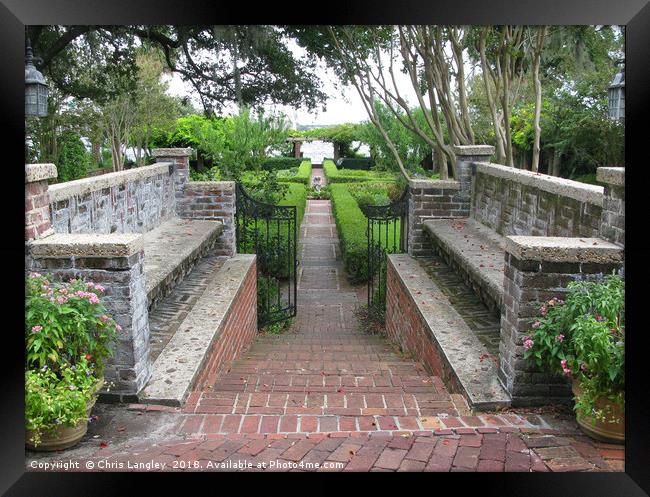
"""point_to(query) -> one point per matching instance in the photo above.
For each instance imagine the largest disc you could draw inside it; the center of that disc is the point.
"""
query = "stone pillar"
(116, 262)
(536, 270)
(465, 156)
(38, 223)
(180, 158)
(612, 220)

--- --- ---

= WORK INSTRUCTIONS =
Each line from the one containing "For each instance" through the last line of the entries is to be copied exactly, with no other lines added.

= COMPLETED TASK =
For each instance imagine the largest disc you could draw inside it; the center of that disc is the point.
"""
query = "stone pillar"
(116, 262)
(536, 270)
(465, 156)
(38, 223)
(180, 158)
(612, 220)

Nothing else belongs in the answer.